> TASK INPUT:
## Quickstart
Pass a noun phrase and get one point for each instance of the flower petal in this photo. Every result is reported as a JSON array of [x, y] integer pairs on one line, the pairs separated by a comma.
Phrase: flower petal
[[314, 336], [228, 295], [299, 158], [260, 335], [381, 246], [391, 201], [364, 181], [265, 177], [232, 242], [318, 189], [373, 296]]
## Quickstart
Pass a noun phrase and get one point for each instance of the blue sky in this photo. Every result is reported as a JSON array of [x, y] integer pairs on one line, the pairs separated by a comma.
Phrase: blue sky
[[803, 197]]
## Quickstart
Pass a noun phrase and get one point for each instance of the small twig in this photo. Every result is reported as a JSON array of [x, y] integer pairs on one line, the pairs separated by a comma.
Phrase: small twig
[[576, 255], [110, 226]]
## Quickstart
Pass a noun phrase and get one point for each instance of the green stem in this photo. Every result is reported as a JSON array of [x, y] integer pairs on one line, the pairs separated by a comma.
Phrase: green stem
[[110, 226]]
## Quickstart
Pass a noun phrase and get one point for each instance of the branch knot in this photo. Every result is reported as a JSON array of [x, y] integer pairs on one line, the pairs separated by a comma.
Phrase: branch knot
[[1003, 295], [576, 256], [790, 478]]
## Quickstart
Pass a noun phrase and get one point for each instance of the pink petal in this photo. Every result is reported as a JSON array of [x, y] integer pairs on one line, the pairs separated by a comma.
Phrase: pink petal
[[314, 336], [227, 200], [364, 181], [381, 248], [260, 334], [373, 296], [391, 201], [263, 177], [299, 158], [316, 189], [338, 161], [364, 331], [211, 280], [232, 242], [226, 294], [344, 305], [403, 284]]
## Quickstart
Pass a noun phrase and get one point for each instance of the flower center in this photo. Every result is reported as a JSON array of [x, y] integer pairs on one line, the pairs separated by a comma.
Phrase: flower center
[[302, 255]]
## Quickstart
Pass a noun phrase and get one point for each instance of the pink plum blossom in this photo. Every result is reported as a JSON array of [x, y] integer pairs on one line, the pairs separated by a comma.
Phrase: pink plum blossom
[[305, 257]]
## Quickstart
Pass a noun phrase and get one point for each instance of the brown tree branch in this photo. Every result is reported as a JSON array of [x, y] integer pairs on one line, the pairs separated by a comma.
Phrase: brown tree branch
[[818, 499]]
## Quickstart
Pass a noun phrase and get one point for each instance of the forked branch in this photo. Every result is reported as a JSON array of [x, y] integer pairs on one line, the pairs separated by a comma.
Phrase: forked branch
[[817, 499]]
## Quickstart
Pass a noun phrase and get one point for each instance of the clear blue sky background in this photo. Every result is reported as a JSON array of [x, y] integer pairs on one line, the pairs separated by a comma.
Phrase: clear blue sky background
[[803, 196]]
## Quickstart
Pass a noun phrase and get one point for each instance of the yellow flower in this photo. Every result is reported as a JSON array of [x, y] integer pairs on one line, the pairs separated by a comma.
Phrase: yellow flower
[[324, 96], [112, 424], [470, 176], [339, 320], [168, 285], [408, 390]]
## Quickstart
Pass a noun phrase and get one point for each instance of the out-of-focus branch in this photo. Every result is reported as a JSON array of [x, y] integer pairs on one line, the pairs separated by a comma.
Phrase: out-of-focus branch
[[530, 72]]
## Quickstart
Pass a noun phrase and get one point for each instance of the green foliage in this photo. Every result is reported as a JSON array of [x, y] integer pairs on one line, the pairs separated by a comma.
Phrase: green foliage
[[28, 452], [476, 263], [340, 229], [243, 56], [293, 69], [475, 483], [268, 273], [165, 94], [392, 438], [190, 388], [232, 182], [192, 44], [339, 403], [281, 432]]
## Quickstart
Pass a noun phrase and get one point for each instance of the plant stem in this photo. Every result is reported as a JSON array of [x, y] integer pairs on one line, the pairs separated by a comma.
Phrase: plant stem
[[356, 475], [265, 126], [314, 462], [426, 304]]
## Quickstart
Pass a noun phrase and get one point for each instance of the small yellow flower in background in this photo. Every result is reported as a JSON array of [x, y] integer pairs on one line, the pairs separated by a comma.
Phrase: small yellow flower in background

> YOUR INSTRUCTIONS: Each line above should be output exactly as written.

> TASK OUTPUT:
## Quickstart
Pass a noun phrase and get one point for each instance of the flower petal in this photo. Every result is reported as a JSON array of [x, y] integer pairs on one line, the pairs separated by a comma.
Phrase: flower petal
[[314, 336], [228, 295], [299, 158], [260, 335], [381, 246], [391, 201], [364, 181], [265, 177], [232, 242], [318, 189], [373, 296]]
## Quickstart
Pass a noun phrase and get one point for each instance of the blue sky in this photo. Every result is reported as a JSON array of [x, y] integer pairs on one line, the pairs separated by a comma.
Phrase: blue sky
[[803, 197]]
## Quickstart
Pass a noun phrase and get one point for each instance of the small twig in this photo. Every result is reported as a JSON array of [x, y] integer pairs on one line, the pairs separated by a comma.
Phrase: small twig
[[576, 255], [110, 226]]
## Quickstart
Pass a noun phrase and get one point for each instance of the green stem in this photo. Every result is reported as a JSON array of [x, y] integer pairs on one line, the pairs separated by a comma.
Phrase: green stem
[[110, 226]]
## Quickstart
Pass a noun phrase and get one point for each instance of the branch knot in this photo. Every result is reported as a JSON array of [x, y] integer pairs on one line, the pairs separated by a comma.
Phrase: branch knot
[[1003, 295], [576, 256], [790, 478]]
## Quickstart
Pass a noun phrase and get one point for each instance of the pink petal in this photo. Every result is reported as a JSON array of [x, y] integer pairs on one line, the pairs separated by a comma.
Phrase: pink petal
[[314, 336], [227, 200], [364, 181], [381, 248], [260, 334], [373, 296], [391, 201], [263, 177], [299, 158], [316, 189], [338, 161], [364, 331], [211, 280], [232, 242], [226, 294], [344, 305], [403, 284]]
## Quickstart
Pass a noun phrase and get one point for each instance of the flower center in this photo. Every result is reported as a JSON array of [x, y] integer pairs on one line, the pairs separated by a comma.
Phrase: flower center
[[302, 255]]
## Quickstart
Pass a noun phrase and get one point for each instance of the pink plum blossom in this photo. Every result is reported as a JSON array of [x, y] integer pairs on one line, the pairs separated by a comma.
Phrase: pink plum blossom
[[305, 257]]
## Quickstart
Pass a noun phrase and get one point for each instance of the brown tree branch in this photo. Every result is reported as a JSON array of [x, y] integer pairs on one line, the pairs separated by a comma.
Phrase: brown tree branch
[[818, 499]]
## Quickstart
Pass a noun phrase and get one point for each instance of the forked branch in this photo. Every result is reported as a JSON array of [x, y] integer pairs on one line, the pairs separated by a comma.
Phrase: forked branch
[[817, 499]]
## Quickstart
Pass a noun phrase and get one point for each instance of the clear blue sky background in this photo. Every result is reported as a JSON array of [x, y] integer pairs on one line, the pairs separated by a comma.
Phrase: clear blue sky background
[[803, 196]]
## Quickstart
Pass a noun phrase and get one point for each instance of the yellow flower in this photo. Every result is reported as a JSON array of [x, y] integer pairs on one line, the pairs separated by a comma.
Phrase: yellow flower
[[324, 96], [112, 424], [470, 176], [339, 320], [168, 285], [408, 390]]
## Quickstart
Pass a noun phrase and get one point for each instance of the out-of-focus branch in this photo. Every result is reported as a JSON array of [x, y] integer pairs on one line, the pairs separated by a comma.
Phrase: out-of-focus branch
[[530, 72]]
## Quickstart
Pass a noun phrase and get one point for each instance of the green foliage in this photo. Every result is reported as a JSON array of [x, y] integer pairs on one line, the pairs separated by a comma.
Phrase: green foliage
[[28, 452], [476, 263], [340, 229], [243, 56], [293, 69], [475, 483], [268, 273], [165, 94], [392, 438], [190, 388], [232, 182], [192, 44], [339, 403], [281, 432]]
## Quickstart
Pass a noun phrase and get one point for each instance of the plant stem in this photo. Every result is reported as a JSON array of [x, y] integer pairs on one line, the pairs separated by a comma.
Phrase: plant stem
[[356, 475], [265, 126], [314, 462], [426, 304]]
## Quickstart
Pass a noun phrase and get one point for each instance of the small yellow flower in background in this photo. Every result is reported as a JSON array of [x, y] integer pairs on one line, the pairs separated by a comma.
Phrase: small yellow flower in background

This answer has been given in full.